Required work:
Could you transcribe the material below exactly, without leaving out a single line?

Available data:
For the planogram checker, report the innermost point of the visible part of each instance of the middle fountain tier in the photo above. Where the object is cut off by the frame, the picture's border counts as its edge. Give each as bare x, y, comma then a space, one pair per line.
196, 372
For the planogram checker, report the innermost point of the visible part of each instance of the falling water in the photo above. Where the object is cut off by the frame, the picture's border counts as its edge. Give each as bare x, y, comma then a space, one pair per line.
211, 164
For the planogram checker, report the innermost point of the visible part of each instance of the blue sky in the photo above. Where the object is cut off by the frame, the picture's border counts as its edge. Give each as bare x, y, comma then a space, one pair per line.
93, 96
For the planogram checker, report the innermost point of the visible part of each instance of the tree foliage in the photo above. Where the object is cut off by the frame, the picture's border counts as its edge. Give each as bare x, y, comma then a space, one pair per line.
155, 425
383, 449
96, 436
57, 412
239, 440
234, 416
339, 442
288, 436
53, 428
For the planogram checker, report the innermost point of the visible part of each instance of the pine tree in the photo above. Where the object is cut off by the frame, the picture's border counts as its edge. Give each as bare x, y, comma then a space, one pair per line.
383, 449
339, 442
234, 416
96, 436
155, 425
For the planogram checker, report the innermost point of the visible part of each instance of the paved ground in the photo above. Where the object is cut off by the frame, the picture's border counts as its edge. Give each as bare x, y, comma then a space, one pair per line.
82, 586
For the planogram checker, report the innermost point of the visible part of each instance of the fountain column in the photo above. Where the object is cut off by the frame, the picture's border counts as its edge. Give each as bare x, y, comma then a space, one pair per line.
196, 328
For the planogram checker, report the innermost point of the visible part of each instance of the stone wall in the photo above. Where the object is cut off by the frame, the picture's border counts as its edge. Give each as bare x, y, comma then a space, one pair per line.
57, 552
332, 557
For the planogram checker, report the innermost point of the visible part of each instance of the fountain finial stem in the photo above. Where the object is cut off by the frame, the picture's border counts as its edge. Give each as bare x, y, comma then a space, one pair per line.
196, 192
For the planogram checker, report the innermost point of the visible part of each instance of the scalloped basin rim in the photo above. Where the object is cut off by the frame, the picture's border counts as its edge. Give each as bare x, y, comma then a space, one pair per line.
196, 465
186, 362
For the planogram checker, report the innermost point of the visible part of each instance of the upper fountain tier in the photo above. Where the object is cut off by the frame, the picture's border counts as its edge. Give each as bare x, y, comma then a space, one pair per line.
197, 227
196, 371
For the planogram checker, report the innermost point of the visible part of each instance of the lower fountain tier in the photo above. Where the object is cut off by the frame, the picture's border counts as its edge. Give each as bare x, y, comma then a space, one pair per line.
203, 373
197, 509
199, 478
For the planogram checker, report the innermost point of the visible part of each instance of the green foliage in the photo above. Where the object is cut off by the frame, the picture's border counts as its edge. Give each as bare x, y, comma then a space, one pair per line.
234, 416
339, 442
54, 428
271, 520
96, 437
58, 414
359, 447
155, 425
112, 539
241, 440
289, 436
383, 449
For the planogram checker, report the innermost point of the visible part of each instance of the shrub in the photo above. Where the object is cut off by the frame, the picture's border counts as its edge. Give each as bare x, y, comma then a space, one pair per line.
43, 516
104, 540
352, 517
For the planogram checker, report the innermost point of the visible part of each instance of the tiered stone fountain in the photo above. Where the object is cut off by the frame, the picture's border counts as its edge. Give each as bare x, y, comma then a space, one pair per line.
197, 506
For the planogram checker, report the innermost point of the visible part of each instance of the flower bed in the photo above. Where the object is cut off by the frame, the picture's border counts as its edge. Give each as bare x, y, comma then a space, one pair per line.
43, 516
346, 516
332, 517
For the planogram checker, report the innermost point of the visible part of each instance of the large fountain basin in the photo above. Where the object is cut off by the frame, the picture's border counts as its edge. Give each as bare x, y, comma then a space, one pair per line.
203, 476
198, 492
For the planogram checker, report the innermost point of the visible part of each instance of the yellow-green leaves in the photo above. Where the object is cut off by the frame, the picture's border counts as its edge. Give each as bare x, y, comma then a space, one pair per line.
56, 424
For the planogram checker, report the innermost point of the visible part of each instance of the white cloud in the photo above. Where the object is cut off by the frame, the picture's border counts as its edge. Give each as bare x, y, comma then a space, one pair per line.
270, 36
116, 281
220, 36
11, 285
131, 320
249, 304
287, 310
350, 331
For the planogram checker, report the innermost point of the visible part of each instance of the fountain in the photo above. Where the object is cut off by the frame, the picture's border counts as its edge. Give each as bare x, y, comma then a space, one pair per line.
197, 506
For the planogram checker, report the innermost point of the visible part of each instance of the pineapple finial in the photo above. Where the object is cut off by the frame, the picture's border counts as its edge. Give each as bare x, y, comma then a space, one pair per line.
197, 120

Response to this task:
For the planogram checker, report the innermost point of the visible part of each instance of the middle fountain tier in the photo above. Where the object is cut off by the frame, the picture's border counts as its edge. Give each as bare x, y, comma then a space, one pair per line.
196, 372
For the planogram checker, report the innermost point of the visible part of each instance of the falling water in the photo above. Where the object is cut off by the frame, the picture's border counts as its edge. Give each as bare x, y, comma then a space, one pair per line.
211, 164
For the planogram checker, report the innermost point of the visible part of each instance of the blue sky in the photo above. Where the object is cut off by the frame, the picture's border counts as its edge. Give each as bare x, y, comma then a space, one pair per line.
93, 96
For the planogram checker, report the innermost point of the visible part of each instance of the tree foliage in the photo above. Where the object is cut off by the frame, the picture's border counts as its edge. Give each as bare x, y, comma then a space, one pair per line.
155, 425
383, 449
96, 436
57, 412
239, 440
234, 416
339, 442
288, 436
53, 428
For the planogram checker, report the innermost point of the visible part of each instance of the pine tree in the photo above. Where the object is cut off by the frame, the picture's border counts as its edge. Give each as bare x, y, comma then a space, one pair per line.
383, 449
339, 442
234, 416
96, 436
155, 425
For the planogram checker, report the innermost point of the visible part of each instance of the paved ground in the photo above. Where the object is cut off by the frame, the picture's border counts as its edge. Give each as bare x, y, comma then a space, one pair per line.
82, 586
For the planogram checker, report the innermost point of the visible part of each instance of the fountain column in the photo above. Where the object is cut off by the frame, the picture's border counts as its edge. Give each as bare x, y, comma then a space, one pair per line.
196, 328
For the planogram checker, report the innermost point of the visible part of each instance of the stone wall in the photo above. Where the object is cut off by the frame, the picture's border counts as its edge. Give each as bare x, y, comma then a space, one pair per line.
57, 552
332, 557
For the planogram checker, report the innermost point of the visible part of each instance of the fountain finial stem in the photo above. Where the object is cut off by the frame, the picture's border counts as its edge. Give each as bare x, y, comma then a space, one pair per line.
196, 192
For the planogram checker, report the innermost point of the visible part of each instance of the scalloped basin rim in the photo above. Where the object is cut off by the frame, the picture's border counts as its edge. Give each as bare x, y, comma then a space, one pair per line.
196, 465
186, 362
For the planogram checker, report the innermost point of the visible part of each instance of the upper fountain tier in the photo above. Where the object is cut off by the frame, the picture's border counts as its edge. Give each as bare x, y, comma then a space, one pair per line.
197, 227
196, 371
For the planogram checker, report the innermost point of the visible part of each instance of the lower fountain tier in the photo above. Where the object is cut off by the frame, the picture's border counts as its edge. Give each as bare x, y, comma then a space, one pair per line.
203, 373
197, 509
199, 478
For the planogram checker, report the innermost point of the visible part of each instance of the green foliage in the photo above. Where the object is cut off by the frame, the picture's border counts as its edge. Give each as bare x, y, comma then a space, one pair per line.
234, 416
339, 442
54, 428
271, 520
96, 437
58, 414
359, 447
155, 425
112, 539
241, 440
289, 436
383, 449
For the planogram checker, report the innermost point of the visible part of each instance of the shrub in the photo above. Where the object is cut off by the frame, the picture's border counts as its edge. Give each as bare x, y, comma then a space, one pair per line.
43, 516
104, 540
352, 517
For the planogram checker, report the innermost point of the visible part of each instance of the tiered stone fountain in the photo above. Where the object is cut off by the frame, the picture's border counts as its edge. Give each as bare x, y, comma then a space, one pair per line.
197, 506
For the planogram checker, report the innermost point of the visible part of each instance of the flower bed in the photo above. Where the object is cut off by the frame, the picture's border counts as its edge. Give each as bare x, y, comma then a space, one pair per line.
43, 516
346, 516
332, 517
For the planogram checker, report the innermost point of the visible part of each instance of the large fountain basin in the photo above. Where the object is cut off by the frame, the picture's border counts as its edge. Give each as bare x, y, comma then a space, one pair per line.
203, 476
198, 492
For the planogram checker, report the innermost point of the visible part of each instance of the yellow-green leaves in the photo above. Where the object is cut off by the frame, the picture's border counts as its edge. Give each as bare x, y, comma then a space, one pair per line.
56, 424
For the planogram checker, report the innermost point of the visible part of each instance of the white cloud in the photo above. Where the object is cut off by the frame, the picture's border counts as its edge. Give each as bare x, y, comma then a space, one pair per line.
270, 36
116, 281
220, 36
11, 285
131, 320
249, 304
287, 310
350, 331
For the planogram checker, report the innermost point of the visible part of each instance of the fountain in the photo above. Where the object is cut off by the frame, the picture's border counts as its edge. Give each as bare x, y, comma then a space, one pair per line.
197, 506
For the planogram checker, report the innermost point of the visible part of each instance of the pineapple finial in the photo above. Where the object is cut off by the frame, the picture's border counts as its edge. Give each as bare x, y, comma then a space, one pair per line.
197, 120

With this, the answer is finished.